- [What the exercise asks]: Print every line of the material below verbatim, but leave out the pictures.

- [Material shown]:
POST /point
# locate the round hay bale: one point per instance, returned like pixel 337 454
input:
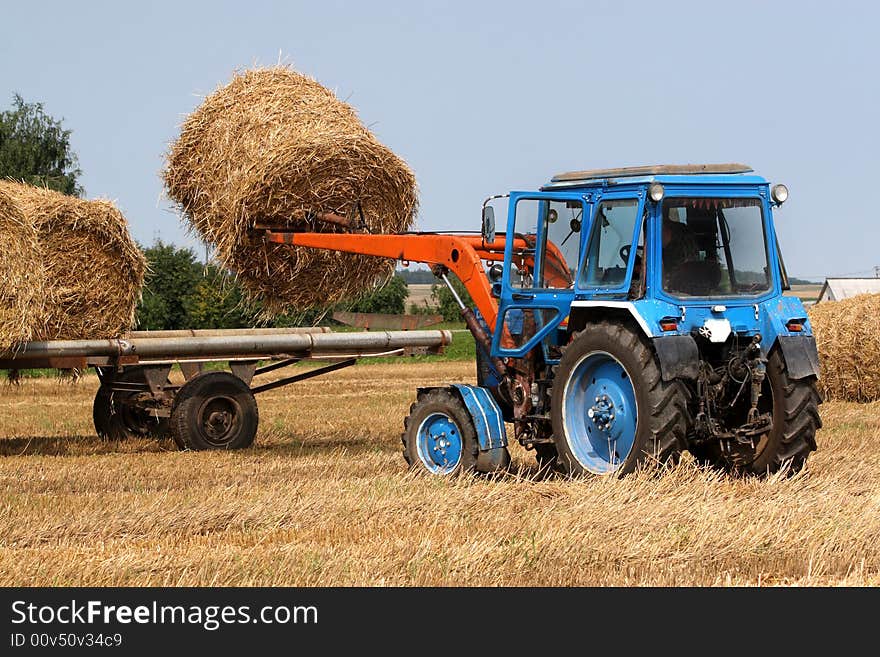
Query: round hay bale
pixel 21 272
pixel 848 337
pixel 93 270
pixel 267 148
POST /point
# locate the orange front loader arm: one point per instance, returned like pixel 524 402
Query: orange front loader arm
pixel 460 254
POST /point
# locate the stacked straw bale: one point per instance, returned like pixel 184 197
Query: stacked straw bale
pixel 21 274
pixel 80 258
pixel 848 337
pixel 267 148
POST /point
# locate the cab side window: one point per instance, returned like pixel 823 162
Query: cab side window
pixel 610 243
pixel 552 263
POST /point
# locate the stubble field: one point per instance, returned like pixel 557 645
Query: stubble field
pixel 324 498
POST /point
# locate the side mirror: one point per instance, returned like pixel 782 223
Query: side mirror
pixel 488 229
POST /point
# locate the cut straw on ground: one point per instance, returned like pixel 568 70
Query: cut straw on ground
pixel 848 338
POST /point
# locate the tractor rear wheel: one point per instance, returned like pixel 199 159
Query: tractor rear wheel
pixel 115 416
pixel 214 410
pixel 611 409
pixel 439 437
pixel 792 436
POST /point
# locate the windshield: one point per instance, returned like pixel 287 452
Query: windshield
pixel 714 247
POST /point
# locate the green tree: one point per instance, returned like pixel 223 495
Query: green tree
pixel 389 299
pixel 174 275
pixel 217 302
pixel 446 303
pixel 35 148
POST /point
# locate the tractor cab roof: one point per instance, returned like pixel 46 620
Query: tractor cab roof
pixel 668 173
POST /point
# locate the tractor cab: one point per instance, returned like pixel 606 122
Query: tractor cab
pixel 669 245
pixel 678 265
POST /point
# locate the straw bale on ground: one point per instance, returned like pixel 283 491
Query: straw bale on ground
pixel 848 337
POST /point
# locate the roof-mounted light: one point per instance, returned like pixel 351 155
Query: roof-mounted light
pixel 779 193
pixel 655 192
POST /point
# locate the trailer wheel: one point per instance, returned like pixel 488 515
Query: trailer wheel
pixel 439 436
pixel 610 407
pixel 215 410
pixel 792 436
pixel 116 419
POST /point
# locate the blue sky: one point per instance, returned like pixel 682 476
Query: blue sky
pixel 481 98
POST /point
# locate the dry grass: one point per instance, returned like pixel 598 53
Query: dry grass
pixel 848 337
pixel 81 260
pixel 269 147
pixel 324 499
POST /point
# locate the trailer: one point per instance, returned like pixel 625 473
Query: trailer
pixel 212 408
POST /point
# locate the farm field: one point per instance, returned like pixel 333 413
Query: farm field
pixel 324 499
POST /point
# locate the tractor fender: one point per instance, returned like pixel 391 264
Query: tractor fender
pixel 485 414
pixel 800 354
pixel 625 306
pixel 679 357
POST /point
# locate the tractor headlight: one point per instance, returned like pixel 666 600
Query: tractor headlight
pixel 779 193
pixel 655 191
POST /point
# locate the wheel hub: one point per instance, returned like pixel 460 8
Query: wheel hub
pixel 602 413
pixel 218 423
pixel 439 443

- [Result of the exercise]:
POST /point
# locate the round hay bale: one point per instance, returned like pixel 337 454
input:
Query: round hay bale
pixel 21 272
pixel 848 337
pixel 93 270
pixel 267 148
POST /point
# locate the orange front loader arm: one point per instance, returned like pixel 524 402
Query: orange front loader arm
pixel 460 254
POST /point
# locate the stacked straw bale: one point per instance, returned like pixel 184 197
Query: stacked straw bale
pixel 21 274
pixel 80 258
pixel 848 337
pixel 267 148
POST /point
# locate the cab side window: one point per instance, returned like pixel 823 162
Query: cab side window
pixel 610 243
pixel 552 263
POST /point
# locate the stubble field: one point per instance, returned like pixel 557 645
Query: stubble field
pixel 324 498
POST /point
# locate the side mirror: one point per instance, returned like pixel 782 223
Query: side mirror
pixel 488 229
POST /point
# locate the cut straw on ground: one point per instance, returned like pixel 568 70
Query: cut straw on ground
pixel 848 338
POST /point
# locate the tractor rear wheel: one point per instance, returned like pixel 199 159
Query: tractor rear wheel
pixel 115 416
pixel 214 410
pixel 611 409
pixel 439 437
pixel 792 436
POST /point
# locate the windshield: one point per instance, returned like pixel 287 452
Query: windshield
pixel 714 247
POST /point
# locate the green tree: one point per instance, returned like pixel 223 495
Query: green tree
pixel 389 299
pixel 174 275
pixel 217 302
pixel 446 303
pixel 35 148
POST /point
# locate the tractor cab roof: one point per instance, returned like pixel 46 620
Query: tractor cab roof
pixel 668 173
POST /point
# locate the tractor cab: one point per instance, returned like pixel 606 122
Query: tractor cab
pixel 669 245
pixel 678 265
POST /point
# locate the straw bale on ground: one point per instance, returned like pixel 283 491
Query: straw bale on ground
pixel 848 337
POST /point
# locate the roof-mounted light: one point per instance, returned like pixel 351 155
Query: roof-mounted light
pixel 779 193
pixel 655 192
POST /point
# locate the trailer wheel: one point per instance, returned like pixel 488 515
Query: trailer wheel
pixel 439 436
pixel 610 407
pixel 215 410
pixel 792 436
pixel 116 419
POST /point
# locate the blue sky: one point per instance, returned like pixel 682 476
Query: blue sky
pixel 481 98
POST /point
# locate the dry grass: one point per instance, returned like pixel 598 53
Query: dry grass
pixel 848 337
pixel 81 260
pixel 269 147
pixel 324 499
POST /point
# locate the trailer: one point per instance, returned like pixel 625 473
Query: trailer
pixel 212 408
POST /point
# locate the farm field: one point per instance, returned like pixel 333 413
Query: farm field
pixel 324 499
POST /point
# locate the tractor fender: one point per instance, returned like pixel 391 264
Query: tractor fender
pixel 485 414
pixel 800 354
pixel 625 306
pixel 679 357
POST /point
# locate the tractor headlight: one point per instance, returned like pixel 666 600
Query: tractor headlight
pixel 779 193
pixel 655 191
POST /point
# locate the wheel hub: one point per instance, returned like pixel 460 8
Query: wheel hub
pixel 602 413
pixel 218 423
pixel 439 443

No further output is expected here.